» Your instructions:
Print the lines below word for word, leaving out the pictures.

(Collected data)
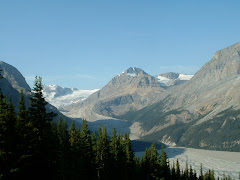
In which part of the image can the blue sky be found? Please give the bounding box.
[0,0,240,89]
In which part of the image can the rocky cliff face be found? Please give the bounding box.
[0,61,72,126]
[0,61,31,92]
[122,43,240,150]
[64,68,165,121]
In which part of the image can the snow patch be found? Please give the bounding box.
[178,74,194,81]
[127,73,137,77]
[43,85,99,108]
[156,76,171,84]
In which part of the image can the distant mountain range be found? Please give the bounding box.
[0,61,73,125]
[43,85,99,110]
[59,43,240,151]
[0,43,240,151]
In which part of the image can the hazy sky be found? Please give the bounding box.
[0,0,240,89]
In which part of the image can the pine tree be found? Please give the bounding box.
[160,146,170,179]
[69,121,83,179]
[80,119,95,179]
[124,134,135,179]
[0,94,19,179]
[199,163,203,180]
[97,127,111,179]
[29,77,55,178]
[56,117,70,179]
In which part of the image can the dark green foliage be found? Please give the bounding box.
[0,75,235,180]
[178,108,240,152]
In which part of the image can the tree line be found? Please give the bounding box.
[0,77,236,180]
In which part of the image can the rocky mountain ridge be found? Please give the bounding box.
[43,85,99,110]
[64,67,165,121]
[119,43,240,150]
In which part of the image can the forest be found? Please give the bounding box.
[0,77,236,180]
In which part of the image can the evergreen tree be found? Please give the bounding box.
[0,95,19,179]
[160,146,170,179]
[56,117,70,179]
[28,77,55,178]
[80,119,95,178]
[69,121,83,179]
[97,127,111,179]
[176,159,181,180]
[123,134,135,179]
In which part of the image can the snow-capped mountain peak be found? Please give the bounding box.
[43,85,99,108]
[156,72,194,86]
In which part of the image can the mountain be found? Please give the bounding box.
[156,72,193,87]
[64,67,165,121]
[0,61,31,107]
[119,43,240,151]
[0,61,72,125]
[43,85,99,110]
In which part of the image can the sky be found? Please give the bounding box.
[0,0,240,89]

» Solution to this task:
In which part of the image can the blue sky be found? Please give the bounding box.
[0,0,240,89]
In which part of the image can the rocky cliff face be found? Please give the bounding box.
[0,61,72,126]
[0,61,31,92]
[122,43,240,150]
[64,68,165,121]
In which part of the image can the snow patch be found? Please give the bounding box.
[178,74,194,81]
[127,73,137,77]
[43,85,99,108]
[156,76,171,84]
In which part of the image can the distant mountain range be found? Please give the bounding box.
[0,61,73,125]
[43,85,99,110]
[59,43,240,151]
[0,43,240,151]
In which part of the image can the hazy sky be found? Please give the bounding box.
[0,0,240,89]
In which part of the image can the pine tree be found? Please give the bounding box.
[160,146,170,179]
[69,121,83,179]
[80,119,95,179]
[124,134,135,179]
[0,94,19,179]
[199,163,203,180]
[97,127,111,179]
[29,77,55,178]
[56,117,70,179]
In which part of the image can the dark green foliage be found? Please give the bounding box.
[0,75,235,180]
[178,108,240,152]
In which part of the image can the tree line be found? Please give the bounding box.
[0,77,236,180]
In which part of the image can the rocky mountain ridge be found? Please give the bounding box.
[43,85,99,110]
[64,67,165,121]
[119,43,240,150]
In which part of the image can the forest be found? Please give the bounding box.
[0,77,236,180]
In which part of the image can the evergreen tree be found? Please give the bounding box.
[0,95,19,179]
[160,146,170,179]
[56,117,70,179]
[28,77,55,178]
[80,119,95,178]
[69,121,83,179]
[97,127,111,179]
[176,159,181,180]
[123,134,135,179]
In which part of the image can the snow-capped mountain peak be found? Please give the bounding box.
[43,85,99,108]
[156,72,194,86]
In which part of the image can the mountain be found? Please give the bounding box.
[156,72,193,87]
[64,67,165,121]
[0,61,31,107]
[119,43,240,151]
[0,61,72,125]
[43,85,99,110]
In which part of the image can the sky be found? Please give the bounding box.
[0,0,240,89]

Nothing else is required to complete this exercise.